Required tasks
- A) In the comment thread on the financial crisis, what is HUD's mission statement?
- B) Write the next part of the comment thread on the financial crisis, picking up after its last line.

Source text
━━━━━━━━━━━━━━━━━━━━
My family does have a home right now. God forbid, something happen to our jobs or health, we be in a crisis. Kid in college on scholarships worked very hard for, and we have cars that we chose to buy used instead of going into debt for new ones. I've never had a pedicure and make on average one hair appointment a year. That's my choice. I know there are also families that don't have those luxeries too.
We are losing our 401k everyday, and don't know what will be left if anything for retirement. We could be sitting in the same boat with a lot of people that made bad choices when we were only trying to make the right ones for our future.

You have to admit that there are a lot of people helping to put us all in this predicament, by their selfish choices.

Anonymous said...

This predicament does not lie at the doorstep of the "poor." After all, you put it well that the government came along and told them they shoudl live the American Dream of owning a house and they bought it.

No, the problem lies with Bill Clinton, Barney Frank, San Fran Nan and the rest of the liberals in congress who when shown the future if something wasn't done to fix Fannie and Freddie, they decided it wasn't worth the risk of looking racist because minorities tend to be more poor. They didn't look at the fact that skin color was irrelevent. Bad loans were being made simply for the sake of getting people into homes. who cares if they can repay the loan?

HUD's mission statement is to increase home ownership, apparently at any cost. And they did that through the lending practices of Fannie and Freddie.

Anonymous, you do not need to worry about your 401K unless you are retiring tomorrow. Fact is, the stock market has had bigger percentage losses in the past, and it has rebounded and grown an average of 11% over the course of the NYSE. You'll be fine in the long run, don't panic.

David The Good said...

I agree that it lies with the liberals - but it also lies with the damnable economic destruction caused by Bush, McCain, and other Republican shills that serve the banking cartel rather than the American people. Not to mention the spinelessness of the Supreme Court and its refusal to end the paper game and bring us back to real money as it was outlined in the Constitution.

Both parties are to blame. Neither will face the fact that our money is unconstitutional paper rather than a store of wealth - i.e., gold and silver.

Inflation is how the government pays for its evil empire both here via welfare programs and abroad via military adventures.

Look at the destruction of purchasing power since the inception of the Federal Reserve and you'll see what oppression looks like. The poor never knew what hit them. And soon much of the the middle class will join their ranks as their retirements, homes, pensions and savings bite the dust.

Such is the endgame for every paper currency. The wealth has been sucked upwards into the hands of the few.

The poor saps that bought their homes with loans they couldn't afford are only the first casualties.

Watch your backs.

Anonymous said...
━━━━━━━━━━━━━━━━━━━━
[Items from a data source]
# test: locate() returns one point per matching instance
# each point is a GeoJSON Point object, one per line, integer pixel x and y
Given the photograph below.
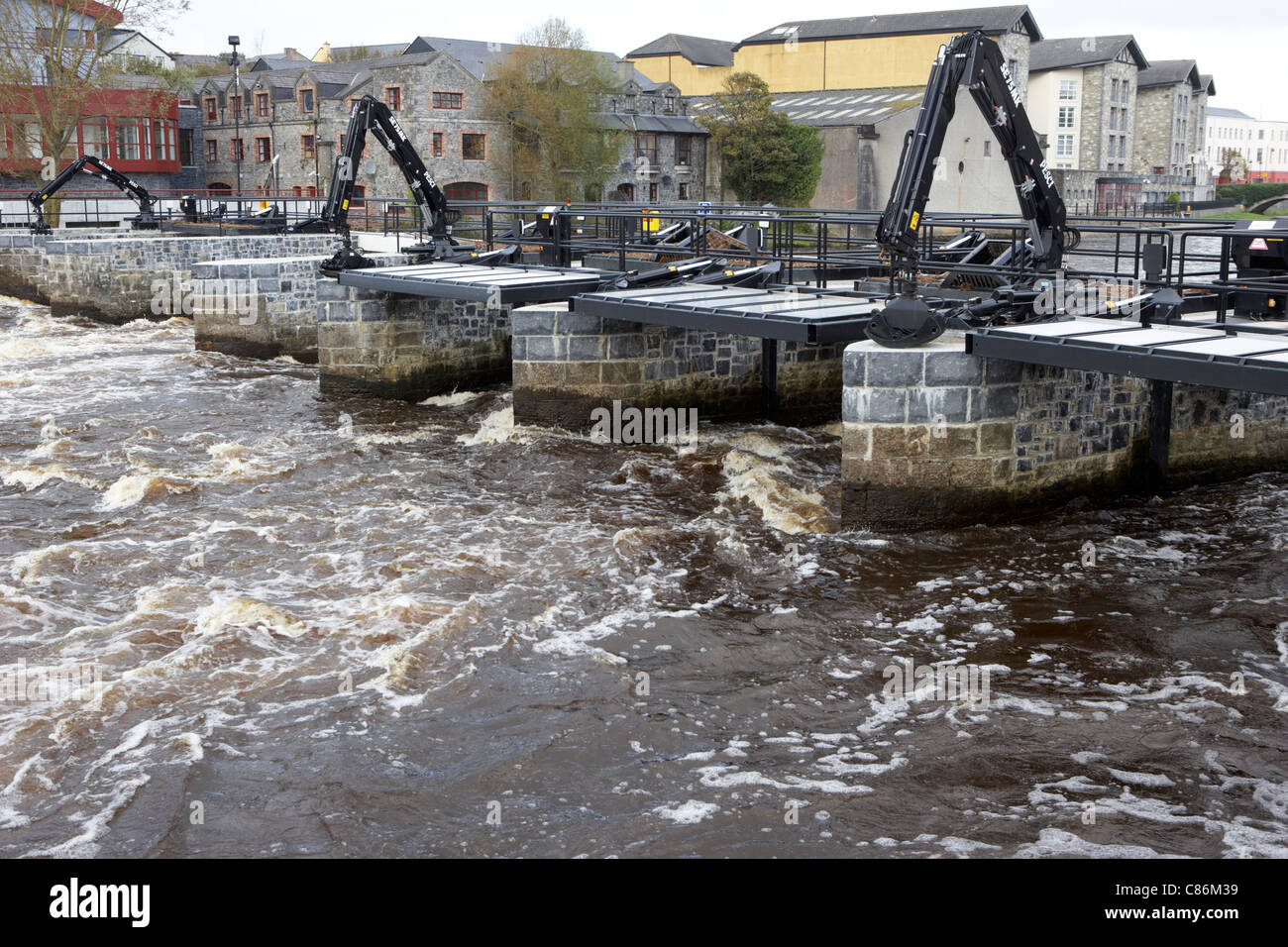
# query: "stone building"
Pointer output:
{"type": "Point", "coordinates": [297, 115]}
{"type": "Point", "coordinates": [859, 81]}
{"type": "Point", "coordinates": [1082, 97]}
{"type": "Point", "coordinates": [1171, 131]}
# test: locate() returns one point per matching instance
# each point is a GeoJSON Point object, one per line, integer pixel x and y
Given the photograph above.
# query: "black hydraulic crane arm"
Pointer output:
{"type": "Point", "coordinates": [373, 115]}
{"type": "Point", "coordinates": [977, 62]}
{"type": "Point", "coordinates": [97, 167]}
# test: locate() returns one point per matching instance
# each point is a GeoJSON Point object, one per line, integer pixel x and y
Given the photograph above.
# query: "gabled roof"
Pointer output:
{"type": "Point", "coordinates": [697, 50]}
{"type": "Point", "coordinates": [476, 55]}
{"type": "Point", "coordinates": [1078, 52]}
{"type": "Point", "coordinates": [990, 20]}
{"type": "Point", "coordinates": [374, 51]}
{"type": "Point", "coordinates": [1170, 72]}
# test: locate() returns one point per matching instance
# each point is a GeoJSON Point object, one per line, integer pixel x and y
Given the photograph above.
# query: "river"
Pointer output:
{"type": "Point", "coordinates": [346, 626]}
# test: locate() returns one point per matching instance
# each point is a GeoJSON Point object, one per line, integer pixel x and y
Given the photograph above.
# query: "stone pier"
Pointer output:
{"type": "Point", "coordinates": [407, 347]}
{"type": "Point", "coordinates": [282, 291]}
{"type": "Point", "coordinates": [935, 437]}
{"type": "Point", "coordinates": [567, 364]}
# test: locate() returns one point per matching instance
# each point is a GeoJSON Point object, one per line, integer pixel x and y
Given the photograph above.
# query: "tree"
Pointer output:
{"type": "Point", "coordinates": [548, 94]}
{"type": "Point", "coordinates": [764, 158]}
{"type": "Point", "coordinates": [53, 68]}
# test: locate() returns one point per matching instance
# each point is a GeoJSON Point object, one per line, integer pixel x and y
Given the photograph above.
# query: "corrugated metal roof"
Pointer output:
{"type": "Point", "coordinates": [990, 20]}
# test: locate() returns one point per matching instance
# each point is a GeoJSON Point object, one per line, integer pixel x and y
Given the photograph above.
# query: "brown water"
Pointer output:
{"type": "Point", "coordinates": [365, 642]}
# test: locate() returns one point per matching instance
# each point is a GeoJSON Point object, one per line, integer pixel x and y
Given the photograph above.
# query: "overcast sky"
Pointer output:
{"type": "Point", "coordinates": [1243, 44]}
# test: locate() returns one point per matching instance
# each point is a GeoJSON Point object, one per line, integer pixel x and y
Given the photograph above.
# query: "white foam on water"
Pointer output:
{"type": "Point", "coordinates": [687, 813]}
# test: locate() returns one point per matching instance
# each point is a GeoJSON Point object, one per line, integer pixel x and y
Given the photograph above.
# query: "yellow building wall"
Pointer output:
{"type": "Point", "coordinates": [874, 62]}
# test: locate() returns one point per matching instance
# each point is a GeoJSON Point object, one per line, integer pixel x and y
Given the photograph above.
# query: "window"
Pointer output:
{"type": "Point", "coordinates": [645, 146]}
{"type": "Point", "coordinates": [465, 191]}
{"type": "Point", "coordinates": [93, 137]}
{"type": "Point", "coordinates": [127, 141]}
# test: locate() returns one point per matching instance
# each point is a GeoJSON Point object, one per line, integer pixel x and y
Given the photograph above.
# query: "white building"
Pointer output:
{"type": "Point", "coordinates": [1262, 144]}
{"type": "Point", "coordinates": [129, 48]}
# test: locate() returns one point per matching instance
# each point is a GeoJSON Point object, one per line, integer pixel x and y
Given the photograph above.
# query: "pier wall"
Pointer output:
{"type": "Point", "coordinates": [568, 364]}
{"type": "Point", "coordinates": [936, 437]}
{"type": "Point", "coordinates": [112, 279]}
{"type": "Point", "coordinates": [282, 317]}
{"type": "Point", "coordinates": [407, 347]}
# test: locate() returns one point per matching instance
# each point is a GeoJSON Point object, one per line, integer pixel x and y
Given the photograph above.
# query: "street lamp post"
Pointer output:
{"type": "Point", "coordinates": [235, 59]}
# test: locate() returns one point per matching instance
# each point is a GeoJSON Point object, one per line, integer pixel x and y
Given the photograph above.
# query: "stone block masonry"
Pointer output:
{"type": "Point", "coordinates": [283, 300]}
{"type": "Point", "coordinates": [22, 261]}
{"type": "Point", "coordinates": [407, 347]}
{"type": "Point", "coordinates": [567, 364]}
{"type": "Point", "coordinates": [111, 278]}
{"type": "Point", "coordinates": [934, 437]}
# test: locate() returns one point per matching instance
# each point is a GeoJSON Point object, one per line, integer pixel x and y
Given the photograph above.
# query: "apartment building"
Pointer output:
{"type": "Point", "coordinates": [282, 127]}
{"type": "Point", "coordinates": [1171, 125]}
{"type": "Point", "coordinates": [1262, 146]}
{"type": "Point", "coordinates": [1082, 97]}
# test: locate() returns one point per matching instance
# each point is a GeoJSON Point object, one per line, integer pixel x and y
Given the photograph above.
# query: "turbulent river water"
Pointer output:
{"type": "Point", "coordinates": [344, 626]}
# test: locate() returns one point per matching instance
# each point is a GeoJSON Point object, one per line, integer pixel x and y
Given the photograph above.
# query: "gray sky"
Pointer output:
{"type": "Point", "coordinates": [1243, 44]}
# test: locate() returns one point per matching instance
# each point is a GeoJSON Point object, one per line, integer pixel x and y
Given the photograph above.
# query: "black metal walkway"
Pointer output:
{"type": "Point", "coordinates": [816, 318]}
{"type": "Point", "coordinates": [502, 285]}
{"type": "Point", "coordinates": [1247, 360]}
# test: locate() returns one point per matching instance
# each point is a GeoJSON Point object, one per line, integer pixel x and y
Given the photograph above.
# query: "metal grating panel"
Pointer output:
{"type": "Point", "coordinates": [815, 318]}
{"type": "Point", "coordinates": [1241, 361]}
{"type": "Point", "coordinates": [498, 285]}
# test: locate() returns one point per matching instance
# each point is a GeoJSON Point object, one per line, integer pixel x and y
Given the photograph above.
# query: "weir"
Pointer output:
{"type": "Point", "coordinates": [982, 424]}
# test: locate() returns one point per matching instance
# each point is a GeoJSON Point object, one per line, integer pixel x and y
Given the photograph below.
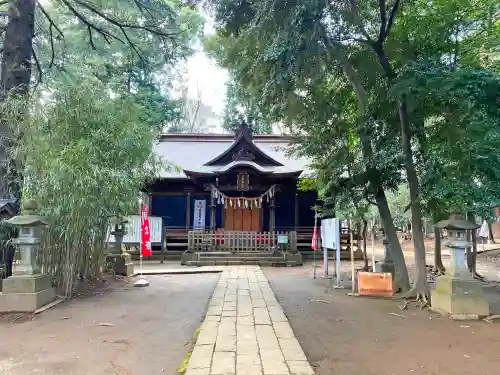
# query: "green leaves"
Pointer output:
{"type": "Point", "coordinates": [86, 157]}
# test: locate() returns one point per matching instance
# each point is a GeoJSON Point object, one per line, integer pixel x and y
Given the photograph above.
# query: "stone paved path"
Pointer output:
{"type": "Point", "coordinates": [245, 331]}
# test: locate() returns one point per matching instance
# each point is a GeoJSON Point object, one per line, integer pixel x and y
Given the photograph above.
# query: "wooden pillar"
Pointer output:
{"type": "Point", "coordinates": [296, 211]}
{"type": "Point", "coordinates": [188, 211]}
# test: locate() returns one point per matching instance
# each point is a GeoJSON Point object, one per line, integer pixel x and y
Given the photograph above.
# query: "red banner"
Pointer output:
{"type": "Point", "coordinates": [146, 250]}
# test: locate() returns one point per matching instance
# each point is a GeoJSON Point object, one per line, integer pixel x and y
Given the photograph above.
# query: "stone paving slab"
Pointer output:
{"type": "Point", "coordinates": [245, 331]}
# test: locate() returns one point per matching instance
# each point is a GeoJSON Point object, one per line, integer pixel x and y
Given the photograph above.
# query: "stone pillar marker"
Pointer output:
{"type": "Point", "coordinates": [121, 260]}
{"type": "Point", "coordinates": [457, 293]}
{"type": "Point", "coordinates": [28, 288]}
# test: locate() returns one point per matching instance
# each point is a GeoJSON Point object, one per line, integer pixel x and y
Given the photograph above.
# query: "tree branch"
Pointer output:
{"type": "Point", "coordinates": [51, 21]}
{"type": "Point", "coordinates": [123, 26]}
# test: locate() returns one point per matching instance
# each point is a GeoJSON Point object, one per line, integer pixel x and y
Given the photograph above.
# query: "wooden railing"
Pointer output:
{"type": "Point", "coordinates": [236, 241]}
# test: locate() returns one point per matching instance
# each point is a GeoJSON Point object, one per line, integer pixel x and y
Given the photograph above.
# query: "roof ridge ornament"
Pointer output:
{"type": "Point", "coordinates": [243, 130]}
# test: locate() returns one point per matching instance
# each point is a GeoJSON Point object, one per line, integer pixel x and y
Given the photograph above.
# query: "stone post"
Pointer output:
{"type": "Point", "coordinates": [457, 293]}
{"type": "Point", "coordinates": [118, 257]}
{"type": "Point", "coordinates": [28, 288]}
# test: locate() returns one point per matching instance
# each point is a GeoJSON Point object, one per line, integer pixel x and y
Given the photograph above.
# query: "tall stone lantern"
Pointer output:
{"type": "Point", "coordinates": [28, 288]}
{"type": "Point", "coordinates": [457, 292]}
━━━━━━━━━━━━━━━━━━━━
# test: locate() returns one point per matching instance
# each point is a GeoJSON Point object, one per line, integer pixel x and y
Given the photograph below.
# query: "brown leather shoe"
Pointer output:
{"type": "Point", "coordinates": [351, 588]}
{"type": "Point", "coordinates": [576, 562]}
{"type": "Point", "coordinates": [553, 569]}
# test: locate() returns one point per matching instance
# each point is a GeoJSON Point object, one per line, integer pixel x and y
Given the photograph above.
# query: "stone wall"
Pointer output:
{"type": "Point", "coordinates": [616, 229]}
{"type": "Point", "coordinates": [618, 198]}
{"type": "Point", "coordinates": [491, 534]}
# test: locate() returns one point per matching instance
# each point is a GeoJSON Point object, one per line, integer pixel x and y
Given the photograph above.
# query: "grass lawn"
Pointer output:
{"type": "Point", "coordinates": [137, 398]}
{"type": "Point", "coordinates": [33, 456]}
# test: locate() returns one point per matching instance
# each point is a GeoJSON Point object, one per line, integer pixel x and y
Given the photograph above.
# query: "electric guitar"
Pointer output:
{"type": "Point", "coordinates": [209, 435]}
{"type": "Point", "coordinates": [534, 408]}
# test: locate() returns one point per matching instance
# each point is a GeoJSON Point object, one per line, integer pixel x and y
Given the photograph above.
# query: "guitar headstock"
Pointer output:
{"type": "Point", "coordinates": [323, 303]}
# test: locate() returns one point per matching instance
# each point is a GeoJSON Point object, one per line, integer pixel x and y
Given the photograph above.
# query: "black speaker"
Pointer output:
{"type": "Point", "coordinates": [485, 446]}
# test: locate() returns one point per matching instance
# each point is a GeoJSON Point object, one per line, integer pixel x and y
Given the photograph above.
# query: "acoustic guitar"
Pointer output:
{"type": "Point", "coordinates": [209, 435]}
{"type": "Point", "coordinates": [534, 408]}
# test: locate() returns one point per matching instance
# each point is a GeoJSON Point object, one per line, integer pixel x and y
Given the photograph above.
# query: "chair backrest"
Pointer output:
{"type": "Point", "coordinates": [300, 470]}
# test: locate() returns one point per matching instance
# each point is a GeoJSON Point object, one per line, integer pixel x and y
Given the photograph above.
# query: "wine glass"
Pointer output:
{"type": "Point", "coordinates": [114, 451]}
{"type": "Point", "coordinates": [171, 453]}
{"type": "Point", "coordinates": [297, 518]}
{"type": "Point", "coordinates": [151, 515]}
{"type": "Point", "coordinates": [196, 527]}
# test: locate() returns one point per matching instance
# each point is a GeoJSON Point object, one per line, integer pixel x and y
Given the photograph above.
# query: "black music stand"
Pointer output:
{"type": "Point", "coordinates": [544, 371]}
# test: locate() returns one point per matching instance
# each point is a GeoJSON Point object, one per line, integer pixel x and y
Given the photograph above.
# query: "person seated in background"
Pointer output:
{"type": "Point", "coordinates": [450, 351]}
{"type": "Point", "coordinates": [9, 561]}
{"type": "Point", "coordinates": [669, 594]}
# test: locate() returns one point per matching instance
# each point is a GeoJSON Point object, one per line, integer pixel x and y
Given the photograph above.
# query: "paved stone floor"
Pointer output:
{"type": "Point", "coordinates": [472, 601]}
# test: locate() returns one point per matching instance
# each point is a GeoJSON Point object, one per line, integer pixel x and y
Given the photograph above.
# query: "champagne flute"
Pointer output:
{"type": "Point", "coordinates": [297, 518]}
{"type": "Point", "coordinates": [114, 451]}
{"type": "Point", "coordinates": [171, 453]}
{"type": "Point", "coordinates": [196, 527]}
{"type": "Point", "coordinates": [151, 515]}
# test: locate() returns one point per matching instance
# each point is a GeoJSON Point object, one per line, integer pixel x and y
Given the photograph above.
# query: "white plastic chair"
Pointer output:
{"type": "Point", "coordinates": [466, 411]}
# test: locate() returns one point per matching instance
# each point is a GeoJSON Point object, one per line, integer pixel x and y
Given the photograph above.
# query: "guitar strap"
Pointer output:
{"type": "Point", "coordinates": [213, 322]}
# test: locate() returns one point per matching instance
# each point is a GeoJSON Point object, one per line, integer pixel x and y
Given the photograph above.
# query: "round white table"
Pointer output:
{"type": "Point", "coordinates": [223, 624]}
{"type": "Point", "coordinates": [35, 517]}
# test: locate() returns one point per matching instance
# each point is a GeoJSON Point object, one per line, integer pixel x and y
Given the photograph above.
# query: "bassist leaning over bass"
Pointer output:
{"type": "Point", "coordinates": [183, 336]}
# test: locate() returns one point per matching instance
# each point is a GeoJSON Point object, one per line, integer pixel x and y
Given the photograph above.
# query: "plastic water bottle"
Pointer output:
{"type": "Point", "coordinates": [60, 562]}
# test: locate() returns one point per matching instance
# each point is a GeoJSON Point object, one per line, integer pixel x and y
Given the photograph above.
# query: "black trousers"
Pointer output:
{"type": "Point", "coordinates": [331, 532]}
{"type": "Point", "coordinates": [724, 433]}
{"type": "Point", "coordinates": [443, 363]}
━━━━━━━━━━━━━━━━━━━━
Answers provided
- A) To increase home ownership.

- B)
I believe that there is plenty of blame to go around. Both Republicans and Democrats caused this "credit" lifestyle that we as Americans have come to expect. What we as a society consider "poor" today is not really that poor. Most poor people that I know have cell phones, cars, tv, cable, and eat out all the time. I wish that our government would truly encourage and reward fiscal restraint but they seem to encourage bad behavior. I know my approach seems pretty 2 dimension but I do not live my life around credit and it makes my life far less stressful. There is nothing out there that is worth me losing sleep at night about. Most times people who complain about not having anything do not want to sacrafice and pay for insurance as an example. There is usually not one thing that threw a family or individual over the edge but it is one bad financial decision after another over many years. I'll get off my high horse now but the reason I'm up here is I do believe that later on the government will start looking to tax people who have been responsible with there money.

Unknown said...

I'm going to see your poor people and raise you an investment banker, an insurance company, a rating agency, a hedge fund manager, and an SEC Chairman. There is no way that a 4% mortgage default rate created this crisis alone.

What happened was greedy investment bankers repackaging those risky mortgages and trying to sell them off as pure gold, or a CDO. To get investors to buy the CDOs, they sold these same investors insurance against default, except they didn't call it insurance. They called it a "swap," turning it into a security derived from the cashflow of the underlying mortgages. That excused insurers from holding the cash reserves required by law to back up insurance.

Now, in my world, if I was caught selling a joint (which I never would be), calling it something other than a joint would be no defense. A joint is a joint. Insurance is insurance, no matter what you call it. Until the laws of Wall Street start to resemble the laws on Main Street, investing will remain a risky venture.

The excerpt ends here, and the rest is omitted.